YOUR INSTRUCTIONS
Repeat exactly, and only, the lines from the one holding "For any popcorn" through the last line of the records below.

(Bounding-box records)
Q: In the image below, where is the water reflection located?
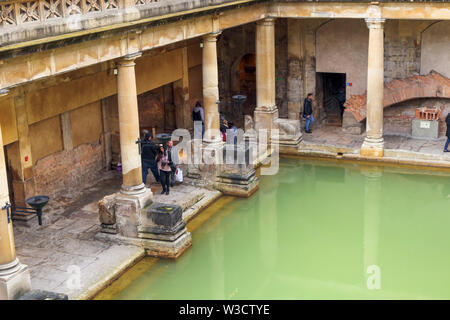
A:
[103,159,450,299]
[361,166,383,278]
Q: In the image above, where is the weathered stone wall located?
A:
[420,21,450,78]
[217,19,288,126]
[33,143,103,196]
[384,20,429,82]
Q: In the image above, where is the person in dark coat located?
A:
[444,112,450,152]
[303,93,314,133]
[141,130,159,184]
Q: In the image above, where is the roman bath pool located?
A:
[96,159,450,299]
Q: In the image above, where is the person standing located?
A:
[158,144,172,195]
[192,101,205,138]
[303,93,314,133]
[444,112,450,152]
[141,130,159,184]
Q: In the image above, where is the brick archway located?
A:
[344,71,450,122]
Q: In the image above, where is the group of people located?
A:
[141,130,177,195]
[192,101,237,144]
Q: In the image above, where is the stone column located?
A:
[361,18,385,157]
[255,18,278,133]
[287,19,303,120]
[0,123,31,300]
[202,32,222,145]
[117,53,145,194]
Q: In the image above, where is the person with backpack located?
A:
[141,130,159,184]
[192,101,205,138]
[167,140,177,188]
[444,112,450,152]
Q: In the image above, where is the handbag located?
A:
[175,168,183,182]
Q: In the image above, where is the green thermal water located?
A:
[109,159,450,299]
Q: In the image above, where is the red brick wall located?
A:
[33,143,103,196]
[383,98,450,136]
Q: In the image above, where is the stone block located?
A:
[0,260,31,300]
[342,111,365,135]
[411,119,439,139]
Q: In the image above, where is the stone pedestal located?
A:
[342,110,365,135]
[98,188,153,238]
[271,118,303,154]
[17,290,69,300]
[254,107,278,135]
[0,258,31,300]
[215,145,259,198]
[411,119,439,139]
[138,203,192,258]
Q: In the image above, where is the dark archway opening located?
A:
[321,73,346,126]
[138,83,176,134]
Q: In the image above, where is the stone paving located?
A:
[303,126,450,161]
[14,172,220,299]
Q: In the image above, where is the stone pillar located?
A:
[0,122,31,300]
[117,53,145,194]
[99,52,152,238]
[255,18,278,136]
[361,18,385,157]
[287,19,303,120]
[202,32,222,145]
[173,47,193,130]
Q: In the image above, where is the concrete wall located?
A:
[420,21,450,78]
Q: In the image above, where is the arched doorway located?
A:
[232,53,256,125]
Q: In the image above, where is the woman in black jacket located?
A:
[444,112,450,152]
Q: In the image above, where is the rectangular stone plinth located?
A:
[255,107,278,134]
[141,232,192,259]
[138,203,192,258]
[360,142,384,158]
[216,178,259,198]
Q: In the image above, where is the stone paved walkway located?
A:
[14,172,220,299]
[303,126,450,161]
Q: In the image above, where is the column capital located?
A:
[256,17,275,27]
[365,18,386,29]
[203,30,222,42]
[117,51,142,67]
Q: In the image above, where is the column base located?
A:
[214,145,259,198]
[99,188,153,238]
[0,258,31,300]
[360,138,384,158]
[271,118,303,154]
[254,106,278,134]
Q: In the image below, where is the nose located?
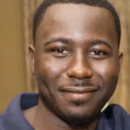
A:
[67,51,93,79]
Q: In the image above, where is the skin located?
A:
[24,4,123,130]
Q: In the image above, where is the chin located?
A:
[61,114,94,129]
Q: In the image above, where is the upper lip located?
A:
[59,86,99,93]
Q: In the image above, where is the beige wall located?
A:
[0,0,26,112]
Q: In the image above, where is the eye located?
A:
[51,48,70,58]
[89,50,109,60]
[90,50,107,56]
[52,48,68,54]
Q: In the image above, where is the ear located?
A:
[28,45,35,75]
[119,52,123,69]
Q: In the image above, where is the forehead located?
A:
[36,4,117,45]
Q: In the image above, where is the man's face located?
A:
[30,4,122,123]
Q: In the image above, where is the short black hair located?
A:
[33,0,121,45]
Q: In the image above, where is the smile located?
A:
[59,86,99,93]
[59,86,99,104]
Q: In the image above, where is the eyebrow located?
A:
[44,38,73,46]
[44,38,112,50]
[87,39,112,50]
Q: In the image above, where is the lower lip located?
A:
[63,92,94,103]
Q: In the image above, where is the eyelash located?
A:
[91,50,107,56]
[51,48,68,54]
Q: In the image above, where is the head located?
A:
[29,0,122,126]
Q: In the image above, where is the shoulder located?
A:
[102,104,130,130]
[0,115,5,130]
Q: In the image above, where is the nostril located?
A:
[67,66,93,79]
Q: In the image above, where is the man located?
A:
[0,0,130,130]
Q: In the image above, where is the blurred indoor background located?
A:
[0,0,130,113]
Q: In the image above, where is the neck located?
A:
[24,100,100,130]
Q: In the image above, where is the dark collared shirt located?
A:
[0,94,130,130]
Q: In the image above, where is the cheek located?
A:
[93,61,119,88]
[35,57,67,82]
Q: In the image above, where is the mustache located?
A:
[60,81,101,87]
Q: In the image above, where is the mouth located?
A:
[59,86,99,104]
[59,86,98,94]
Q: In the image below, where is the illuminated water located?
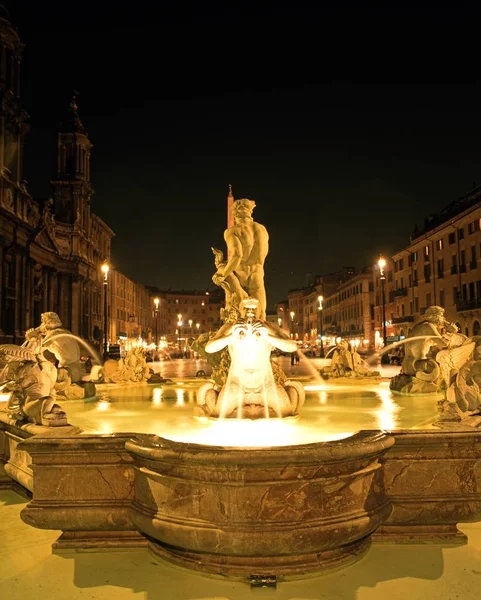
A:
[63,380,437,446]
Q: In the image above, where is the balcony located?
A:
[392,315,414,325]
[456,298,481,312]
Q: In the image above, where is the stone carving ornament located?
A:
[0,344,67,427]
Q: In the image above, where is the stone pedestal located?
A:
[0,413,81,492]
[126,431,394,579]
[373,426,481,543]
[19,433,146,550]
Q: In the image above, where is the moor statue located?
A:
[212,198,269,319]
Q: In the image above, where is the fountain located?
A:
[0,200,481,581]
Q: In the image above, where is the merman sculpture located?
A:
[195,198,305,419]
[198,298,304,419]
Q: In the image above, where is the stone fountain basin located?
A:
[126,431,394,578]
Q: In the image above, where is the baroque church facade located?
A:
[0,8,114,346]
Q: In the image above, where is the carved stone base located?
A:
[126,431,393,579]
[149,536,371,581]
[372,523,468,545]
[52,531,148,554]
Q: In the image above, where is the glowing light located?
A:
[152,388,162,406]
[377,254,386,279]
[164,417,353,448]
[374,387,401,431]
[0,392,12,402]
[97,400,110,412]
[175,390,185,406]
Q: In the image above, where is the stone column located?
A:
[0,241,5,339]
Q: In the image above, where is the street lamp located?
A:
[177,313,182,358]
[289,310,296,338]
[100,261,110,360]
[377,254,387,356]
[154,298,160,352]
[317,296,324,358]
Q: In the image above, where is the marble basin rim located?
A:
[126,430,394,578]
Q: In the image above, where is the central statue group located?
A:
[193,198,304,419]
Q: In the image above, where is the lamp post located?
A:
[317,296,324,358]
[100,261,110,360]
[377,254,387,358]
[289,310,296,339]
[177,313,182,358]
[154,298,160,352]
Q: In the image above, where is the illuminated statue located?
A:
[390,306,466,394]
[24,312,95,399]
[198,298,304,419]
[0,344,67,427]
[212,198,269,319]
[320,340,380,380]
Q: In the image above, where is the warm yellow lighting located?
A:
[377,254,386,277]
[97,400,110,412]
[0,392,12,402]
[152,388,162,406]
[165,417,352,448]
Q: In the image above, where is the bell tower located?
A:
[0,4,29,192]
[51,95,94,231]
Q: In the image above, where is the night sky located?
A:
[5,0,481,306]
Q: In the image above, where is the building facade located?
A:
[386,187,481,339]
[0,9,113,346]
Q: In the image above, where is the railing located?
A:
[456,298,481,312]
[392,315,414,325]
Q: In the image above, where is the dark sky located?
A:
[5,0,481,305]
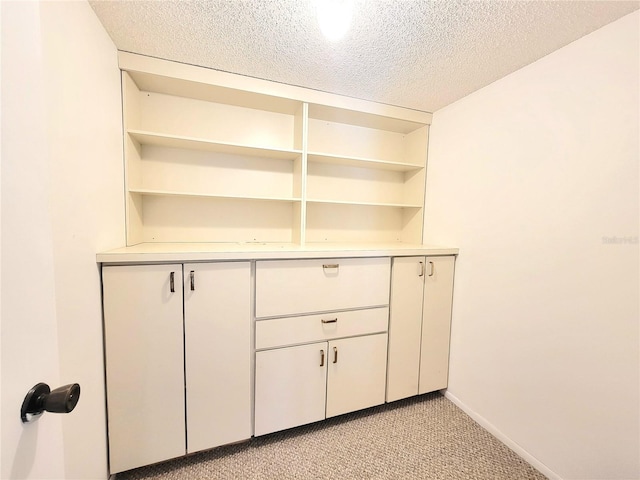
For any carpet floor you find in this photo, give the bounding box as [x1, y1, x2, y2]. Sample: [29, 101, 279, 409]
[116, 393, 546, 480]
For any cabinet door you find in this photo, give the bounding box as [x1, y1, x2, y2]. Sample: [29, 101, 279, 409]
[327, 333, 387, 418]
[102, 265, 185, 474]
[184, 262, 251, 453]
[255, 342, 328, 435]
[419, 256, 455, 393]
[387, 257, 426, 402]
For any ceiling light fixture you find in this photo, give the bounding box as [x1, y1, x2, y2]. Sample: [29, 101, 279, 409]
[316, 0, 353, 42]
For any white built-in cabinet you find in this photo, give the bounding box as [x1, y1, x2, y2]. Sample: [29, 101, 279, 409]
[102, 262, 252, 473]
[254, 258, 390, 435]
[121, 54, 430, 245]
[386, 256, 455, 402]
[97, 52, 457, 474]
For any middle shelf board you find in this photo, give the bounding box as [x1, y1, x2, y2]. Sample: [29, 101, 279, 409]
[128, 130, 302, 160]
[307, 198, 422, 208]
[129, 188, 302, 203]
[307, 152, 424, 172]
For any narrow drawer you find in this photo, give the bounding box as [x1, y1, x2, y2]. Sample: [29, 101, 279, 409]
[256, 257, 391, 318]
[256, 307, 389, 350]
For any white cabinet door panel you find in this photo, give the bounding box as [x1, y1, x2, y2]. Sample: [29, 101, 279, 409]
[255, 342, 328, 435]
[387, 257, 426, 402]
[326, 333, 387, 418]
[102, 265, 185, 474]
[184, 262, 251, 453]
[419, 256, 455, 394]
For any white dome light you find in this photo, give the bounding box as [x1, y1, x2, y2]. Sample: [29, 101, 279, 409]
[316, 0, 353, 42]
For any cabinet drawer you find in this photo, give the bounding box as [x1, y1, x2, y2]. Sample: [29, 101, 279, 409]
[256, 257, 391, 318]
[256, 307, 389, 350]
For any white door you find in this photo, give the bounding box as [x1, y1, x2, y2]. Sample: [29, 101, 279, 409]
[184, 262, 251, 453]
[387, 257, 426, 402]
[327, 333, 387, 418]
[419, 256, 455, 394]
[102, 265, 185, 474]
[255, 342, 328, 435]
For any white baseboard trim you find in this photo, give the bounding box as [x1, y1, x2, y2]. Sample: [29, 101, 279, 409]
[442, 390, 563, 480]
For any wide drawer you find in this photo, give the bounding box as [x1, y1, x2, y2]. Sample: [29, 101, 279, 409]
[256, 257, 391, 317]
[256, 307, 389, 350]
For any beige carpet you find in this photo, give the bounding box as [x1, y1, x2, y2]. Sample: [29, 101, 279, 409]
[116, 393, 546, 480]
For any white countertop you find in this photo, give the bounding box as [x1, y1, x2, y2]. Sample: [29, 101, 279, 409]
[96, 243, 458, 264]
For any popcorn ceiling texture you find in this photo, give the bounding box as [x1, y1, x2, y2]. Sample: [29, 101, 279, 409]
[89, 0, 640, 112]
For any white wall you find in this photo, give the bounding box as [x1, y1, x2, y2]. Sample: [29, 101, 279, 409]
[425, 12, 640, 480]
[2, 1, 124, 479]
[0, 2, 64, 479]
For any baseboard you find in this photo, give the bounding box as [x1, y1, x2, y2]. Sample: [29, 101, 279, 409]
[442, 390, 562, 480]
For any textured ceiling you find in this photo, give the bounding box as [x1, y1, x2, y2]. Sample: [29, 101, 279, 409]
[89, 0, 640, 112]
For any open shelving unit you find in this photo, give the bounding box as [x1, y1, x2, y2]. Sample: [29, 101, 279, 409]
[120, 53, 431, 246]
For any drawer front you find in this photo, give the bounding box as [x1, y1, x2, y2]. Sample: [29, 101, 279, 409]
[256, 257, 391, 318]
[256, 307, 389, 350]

ANSWER TO THE EXERCISE
For any popcorn ceiling texture you find in this photo, give the bounding box as [x1, y1, x2, y2]. Sample: [29, 101, 279, 409]
[89, 0, 640, 112]
For any white wall you find in this photo, give the bounding box as [x1, y1, x2, y2]. Sample: [29, 101, 279, 409]
[425, 12, 640, 480]
[2, 1, 124, 479]
[0, 2, 64, 479]
For any baseboard you find in this photo, give the bounding box as [x1, y1, x2, y2]. Sample: [29, 101, 279, 409]
[442, 390, 562, 480]
For any textured ceiling you find in this photo, give the bounding box as [x1, y1, x2, y2]. Sample: [29, 101, 279, 409]
[89, 0, 640, 112]
For any open shelving unit you find in this photo, give the bounding box as [x1, y1, x2, y2]. Sample: [29, 101, 279, 409]
[120, 53, 431, 246]
For any drawer front you find in this photo, give the bounding box as [x1, y1, x2, y2]. Sample: [29, 101, 279, 409]
[256, 257, 391, 318]
[256, 307, 389, 350]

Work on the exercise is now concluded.